# [TEXT SECTION]
- - - -

Tarq57 28th February 2014 22:55

My ~10 year old XP box started to become cantankerous.
Unidentified hardware failure, intermittent, becoming increasingly frequent. Probably a loose connection somewhere in the maze between the CPU and the MB, but the tech doesn't know for sure.

Shame in a way, because XP does everything I need of it. It was a near top-end machine when built, and served very well.

Good, in a way, because I've just bought a new machine and installed 8.1 on it. No problems at all. Fast.

It's not a particularly steep learning curve. Nothing really irritates me about the way it works.

I'm not too tech un-savvy, but if someone my age can navigate W8, it shouldn't be a problem for most others.

llondel 2nd March 2014 18:07


My ~10 year old XP box started to become cantankerous.
Unidentified hardware failure, intermittent, becoming increasingly frequent. Probably a loose connection somewhere in the maze between the CPU and the MB, but the tech doesn't know for sure.
Get a Linux LiveCD, many of those will allow you to run a memory test on the machine and possibly narrow down the issue. It's also worth just removing and replacing the RAM, in case there's a dodgy contact, and if that doesn't fix it, take the CPU off and replace it. Check that the fans are all working properly too, overheating CPUs or support chips get temperamental.

Tarq57 2nd March 2014 18:55

Thanks, llondel, but it's not even booting.
RAM seating, power, temps, CPU already checked. (A CPU change fixed it, but only temporarily.) Suggestive of something loose at/behind the CPU, perhaps.As I said, the tech can't work it out.

Hard drive is still ok, I'll stick it in the new box, and part out the rest to someone who likes to tinker.

Cameronian 4th March 2014 17:21

I have a father-in-law of 89 near Gatwick who is going to have to something with his XP... His travelling is less now than before and the computer is valuable for him to keep in touch with his family's world wide diaspora. He'd like not to have to replace his rather old desktop and we wonder what's the next best choice. Is W7 likely to be more recognisable to him than other things and will it work on his asthmatic machine?

It has a 2.80GHz Pentium, 766MB RAM with 111GB on his HDD's active partition, of which 99GB is free (he doesn't save much!). He has a tame tech. who will do what he asks. He values the independent nature of the advice on PPRuNe.

Will it work - but not too slowly, please?

mixture 4th March 2014 20:00


2.80GHz Pentium, 766MB RAM
Pentium what, I, II, III, IV .... single, dual, quad, octo core ? :cool:

Whichever way, you'll definitely be needing more RAM !

- - - -

# [DIRECTIVE 1]
According to the forum thread, how much RAM does the father-in-law's desktop have?
The forum thread above has no connection to the rows that come after it.

# [STORED DATA]

- - - -

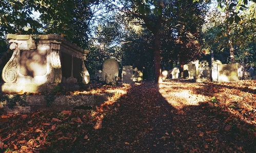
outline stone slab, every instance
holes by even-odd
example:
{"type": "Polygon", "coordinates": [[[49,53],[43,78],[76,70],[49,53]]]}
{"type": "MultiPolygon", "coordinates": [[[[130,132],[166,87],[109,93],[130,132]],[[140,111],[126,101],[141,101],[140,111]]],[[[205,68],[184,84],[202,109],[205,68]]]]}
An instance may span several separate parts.
{"type": "Polygon", "coordinates": [[[108,97],[112,95],[113,95],[112,93],[94,95],[55,95],[56,99],[50,107],[46,106],[45,95],[31,95],[27,97],[27,101],[29,102],[28,106],[25,107],[14,106],[13,108],[5,106],[4,108],[7,113],[29,113],[38,111],[48,112],[71,111],[74,107],[81,106],[91,106],[95,109],[96,105],[108,101],[108,97]]]}

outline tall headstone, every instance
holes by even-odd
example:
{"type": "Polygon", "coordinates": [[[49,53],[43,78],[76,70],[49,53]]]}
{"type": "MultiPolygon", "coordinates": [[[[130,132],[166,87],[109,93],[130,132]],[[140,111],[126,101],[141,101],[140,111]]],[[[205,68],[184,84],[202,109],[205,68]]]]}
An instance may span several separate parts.
{"type": "Polygon", "coordinates": [[[178,68],[174,68],[171,71],[172,79],[179,79],[180,77],[180,69],[178,68]]]}
{"type": "Polygon", "coordinates": [[[101,81],[103,80],[103,76],[102,76],[102,71],[99,70],[98,71],[98,77],[99,79],[101,81]]]}
{"type": "Polygon", "coordinates": [[[211,77],[212,81],[217,82],[218,81],[218,64],[222,64],[221,61],[219,60],[213,61],[211,67],[211,77]]]}
{"type": "Polygon", "coordinates": [[[252,78],[253,77],[253,68],[251,67],[249,71],[250,71],[250,77],[252,78]]]}
{"type": "Polygon", "coordinates": [[[103,65],[103,79],[107,83],[116,81],[118,79],[119,65],[113,59],[108,59],[104,61],[103,65]]]}
{"type": "Polygon", "coordinates": [[[189,79],[195,79],[195,62],[191,61],[188,64],[188,78],[189,79]]]}
{"type": "Polygon", "coordinates": [[[210,77],[210,68],[206,60],[199,62],[199,75],[201,78],[208,78],[210,77]]]}
{"type": "Polygon", "coordinates": [[[188,65],[185,64],[183,65],[183,78],[186,79],[189,78],[188,75],[188,65]]]}
{"type": "Polygon", "coordinates": [[[237,81],[239,63],[218,64],[218,82],[237,81]]]}
{"type": "Polygon", "coordinates": [[[122,78],[123,83],[132,84],[133,81],[133,74],[132,66],[125,65],[123,67],[122,78]]]}
{"type": "Polygon", "coordinates": [[[163,80],[166,80],[168,77],[168,72],[166,70],[164,70],[162,72],[162,79],[163,80]]]}
{"type": "Polygon", "coordinates": [[[137,79],[138,81],[142,81],[143,79],[143,74],[141,71],[138,71],[138,75],[137,79]]]}

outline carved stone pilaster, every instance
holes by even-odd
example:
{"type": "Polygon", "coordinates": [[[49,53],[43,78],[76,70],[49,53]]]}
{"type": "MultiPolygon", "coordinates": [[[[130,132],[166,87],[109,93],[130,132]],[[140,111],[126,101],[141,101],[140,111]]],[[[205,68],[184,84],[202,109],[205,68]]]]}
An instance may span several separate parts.
{"type": "Polygon", "coordinates": [[[50,61],[53,73],[54,83],[60,83],[62,81],[62,69],[61,59],[60,57],[60,50],[61,45],[57,43],[51,43],[50,61]]]}
{"type": "Polygon", "coordinates": [[[3,70],[2,78],[7,83],[14,83],[17,80],[18,73],[19,49],[18,44],[13,42],[10,46],[10,49],[14,50],[12,56],[3,70]]]}

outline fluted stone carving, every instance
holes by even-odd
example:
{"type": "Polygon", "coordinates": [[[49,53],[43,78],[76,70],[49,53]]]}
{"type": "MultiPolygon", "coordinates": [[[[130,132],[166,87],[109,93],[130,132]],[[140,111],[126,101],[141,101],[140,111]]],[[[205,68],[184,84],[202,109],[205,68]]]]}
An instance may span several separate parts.
{"type": "Polygon", "coordinates": [[[8,34],[6,39],[13,53],[3,71],[6,83],[2,86],[2,91],[37,92],[52,88],[54,85],[50,84],[53,83],[71,84],[78,80],[89,83],[89,73],[84,63],[89,51],[63,36],[8,34]],[[35,37],[38,38],[36,41],[35,37]],[[42,86],[44,89],[40,90],[42,86]]]}

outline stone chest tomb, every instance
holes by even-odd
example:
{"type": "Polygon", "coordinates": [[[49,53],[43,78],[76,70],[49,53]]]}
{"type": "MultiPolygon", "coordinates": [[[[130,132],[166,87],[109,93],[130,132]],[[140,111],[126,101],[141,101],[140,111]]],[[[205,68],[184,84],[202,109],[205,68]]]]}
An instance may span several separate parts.
{"type": "Polygon", "coordinates": [[[89,51],[63,36],[8,34],[13,54],[3,70],[6,92],[51,92],[58,83],[76,90],[78,82],[87,84],[89,73],[84,60],[89,51]]]}

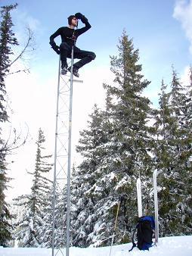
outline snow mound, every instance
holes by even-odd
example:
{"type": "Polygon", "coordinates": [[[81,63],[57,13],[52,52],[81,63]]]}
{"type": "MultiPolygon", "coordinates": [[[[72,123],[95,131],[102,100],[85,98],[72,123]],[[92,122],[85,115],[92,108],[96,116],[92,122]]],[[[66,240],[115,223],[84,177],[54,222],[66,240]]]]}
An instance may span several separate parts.
{"type": "MultiPolygon", "coordinates": [[[[129,250],[132,244],[114,245],[111,256],[192,256],[192,236],[171,236],[160,238],[156,246],[150,251],[139,251],[135,248],[131,252],[129,250]]],[[[70,256],[109,256],[110,247],[79,248],[72,247],[70,256]]],[[[65,250],[57,251],[57,256],[65,255],[65,250]]],[[[51,249],[37,248],[0,248],[1,256],[51,256],[51,249]]]]}

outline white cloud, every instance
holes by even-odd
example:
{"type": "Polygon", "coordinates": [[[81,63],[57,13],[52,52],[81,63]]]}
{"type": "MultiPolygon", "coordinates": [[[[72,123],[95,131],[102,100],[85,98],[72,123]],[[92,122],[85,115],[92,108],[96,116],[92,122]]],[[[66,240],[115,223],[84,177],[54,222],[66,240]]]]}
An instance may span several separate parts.
{"type": "Polygon", "coordinates": [[[192,0],[178,0],[173,12],[173,17],[178,20],[190,42],[190,52],[192,54],[192,0]]]}

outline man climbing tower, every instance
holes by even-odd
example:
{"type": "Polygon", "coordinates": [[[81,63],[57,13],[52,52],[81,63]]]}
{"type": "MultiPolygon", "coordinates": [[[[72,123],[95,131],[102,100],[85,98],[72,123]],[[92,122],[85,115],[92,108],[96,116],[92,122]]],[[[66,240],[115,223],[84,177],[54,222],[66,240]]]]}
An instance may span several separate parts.
{"type": "Polygon", "coordinates": [[[67,70],[70,72],[71,67],[68,68],[67,58],[71,58],[72,47],[73,46],[73,58],[80,59],[78,62],[75,63],[73,67],[73,73],[74,76],[79,77],[79,74],[78,70],[80,67],[87,63],[94,60],[96,57],[95,54],[92,52],[83,51],[76,46],[76,39],[79,36],[89,30],[91,26],[88,21],[88,19],[78,12],[75,15],[68,17],[68,27],[62,27],[59,28],[54,34],[50,36],[50,45],[52,48],[58,54],[60,55],[61,61],[61,74],[65,75],[67,70]],[[81,29],[76,29],[78,27],[78,20],[85,25],[81,29]],[[54,38],[60,36],[61,44],[57,46],[54,42],[54,38]]]}

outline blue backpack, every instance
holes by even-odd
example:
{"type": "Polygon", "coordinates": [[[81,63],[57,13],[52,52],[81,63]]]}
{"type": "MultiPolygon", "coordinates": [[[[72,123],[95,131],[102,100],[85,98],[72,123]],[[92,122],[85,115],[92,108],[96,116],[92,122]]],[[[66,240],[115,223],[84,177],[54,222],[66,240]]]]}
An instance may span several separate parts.
{"type": "Polygon", "coordinates": [[[155,229],[155,221],[153,216],[143,216],[138,220],[132,236],[132,248],[138,247],[140,250],[149,250],[153,246],[153,236],[155,229]],[[137,230],[137,244],[134,241],[134,236],[137,230]]]}

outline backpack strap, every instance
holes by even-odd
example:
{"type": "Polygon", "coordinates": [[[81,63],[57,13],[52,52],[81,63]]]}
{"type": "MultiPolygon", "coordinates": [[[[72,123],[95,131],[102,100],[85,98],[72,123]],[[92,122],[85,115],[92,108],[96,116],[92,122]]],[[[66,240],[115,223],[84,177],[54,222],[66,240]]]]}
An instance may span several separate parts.
{"type": "Polygon", "coordinates": [[[135,231],[137,229],[137,227],[138,227],[138,225],[135,226],[135,229],[134,229],[134,232],[133,232],[133,235],[132,235],[132,247],[130,250],[129,250],[129,252],[132,251],[132,249],[137,246],[137,245],[135,244],[135,242],[134,242],[134,236],[135,236],[135,231]]]}

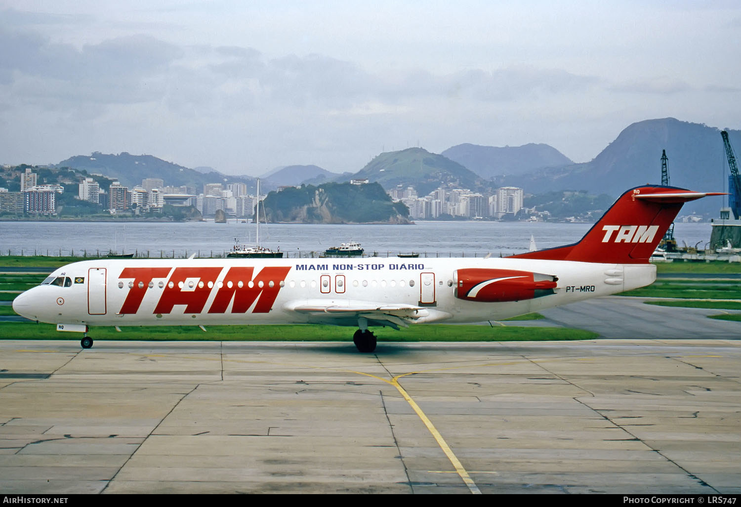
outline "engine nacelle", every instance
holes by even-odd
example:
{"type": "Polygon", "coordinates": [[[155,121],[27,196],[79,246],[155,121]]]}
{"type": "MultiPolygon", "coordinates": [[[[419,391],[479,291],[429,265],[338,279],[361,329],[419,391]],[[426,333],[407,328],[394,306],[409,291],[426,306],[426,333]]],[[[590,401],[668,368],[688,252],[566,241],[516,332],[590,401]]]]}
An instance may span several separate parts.
{"type": "Polygon", "coordinates": [[[556,276],[514,269],[467,268],[453,274],[459,299],[504,302],[554,294],[556,276]]]}

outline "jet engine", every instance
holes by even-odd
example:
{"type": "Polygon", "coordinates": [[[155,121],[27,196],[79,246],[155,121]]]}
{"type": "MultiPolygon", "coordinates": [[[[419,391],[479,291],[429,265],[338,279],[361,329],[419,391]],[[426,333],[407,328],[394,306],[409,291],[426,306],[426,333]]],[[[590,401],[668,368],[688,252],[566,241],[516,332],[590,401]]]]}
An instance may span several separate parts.
{"type": "Polygon", "coordinates": [[[558,277],[512,269],[467,268],[453,274],[459,299],[504,302],[532,299],[554,294],[558,277]]]}

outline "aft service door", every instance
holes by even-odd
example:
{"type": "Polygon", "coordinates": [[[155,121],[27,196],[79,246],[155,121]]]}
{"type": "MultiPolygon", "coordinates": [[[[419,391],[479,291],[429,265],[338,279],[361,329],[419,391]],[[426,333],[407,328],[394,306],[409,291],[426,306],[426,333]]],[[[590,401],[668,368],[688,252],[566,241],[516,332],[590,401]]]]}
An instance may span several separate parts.
{"type": "Polygon", "coordinates": [[[87,313],[105,315],[105,268],[87,270],[87,313]]]}
{"type": "Polygon", "coordinates": [[[334,291],[338,294],[345,294],[345,275],[336,275],[334,277],[334,291]]]}
{"type": "Polygon", "coordinates": [[[328,294],[331,288],[329,286],[330,276],[322,275],[319,279],[319,289],[322,294],[328,294]]]}
{"type": "Polygon", "coordinates": [[[435,274],[422,273],[419,275],[419,304],[434,306],[435,274]]]}

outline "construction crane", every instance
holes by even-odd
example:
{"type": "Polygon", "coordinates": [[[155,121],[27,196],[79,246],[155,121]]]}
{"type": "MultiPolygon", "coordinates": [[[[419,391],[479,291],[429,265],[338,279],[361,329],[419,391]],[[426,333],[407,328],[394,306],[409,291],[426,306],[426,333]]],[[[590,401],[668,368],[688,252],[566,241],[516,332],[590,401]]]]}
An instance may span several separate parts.
{"type": "Polygon", "coordinates": [[[669,186],[669,170],[666,168],[666,150],[661,150],[661,184],[665,187],[669,186]]]}
{"type": "MultiPolygon", "coordinates": [[[[665,187],[669,186],[669,169],[666,166],[666,162],[669,159],[666,156],[666,150],[661,150],[661,184],[665,187]]],[[[666,230],[664,238],[659,243],[659,248],[663,248],[668,252],[677,251],[677,240],[674,239],[674,224],[672,222],[669,228],[666,230]]]]}
{"type": "Polygon", "coordinates": [[[736,156],[734,149],[728,141],[728,133],[723,130],[720,133],[723,138],[723,146],[725,147],[725,156],[728,159],[728,208],[733,211],[734,218],[741,219],[741,177],[739,176],[739,168],[736,165],[736,156]]]}

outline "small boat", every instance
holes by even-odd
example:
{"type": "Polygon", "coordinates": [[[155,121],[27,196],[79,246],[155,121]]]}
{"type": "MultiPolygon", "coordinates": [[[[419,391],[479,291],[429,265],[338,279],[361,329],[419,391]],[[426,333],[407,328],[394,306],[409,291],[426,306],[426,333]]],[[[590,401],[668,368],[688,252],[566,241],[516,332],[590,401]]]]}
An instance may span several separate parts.
{"type": "Polygon", "coordinates": [[[283,252],[280,248],[273,251],[261,246],[240,247],[237,243],[232,251],[227,253],[227,256],[233,259],[282,259],[283,252]]]}
{"type": "Polygon", "coordinates": [[[113,252],[108,252],[106,256],[108,259],[133,259],[134,256],[133,254],[113,254],[113,252]]]}
{"type": "Polygon", "coordinates": [[[341,243],[339,247],[332,247],[325,251],[326,255],[334,255],[338,256],[352,256],[362,255],[365,251],[360,247],[360,243],[350,241],[348,243],[341,243]]]}
{"type": "MultiPolygon", "coordinates": [[[[263,211],[263,213],[265,213],[263,211]]],[[[227,252],[227,256],[237,259],[282,259],[283,252],[278,250],[270,250],[264,246],[260,246],[260,180],[257,179],[257,210],[255,212],[255,219],[253,220],[257,229],[257,235],[253,247],[240,246],[239,240],[234,238],[234,248],[230,252],[227,252]]]]}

- - - -

# [DIRECTIVE 2]
Show every line in the rows that contains the string "backpack".

# [TASK SOLUTION 1]
766MB.

# [TASK SOLUTION 2]
outline blue backpack, every instance
outline backpack strap, every instance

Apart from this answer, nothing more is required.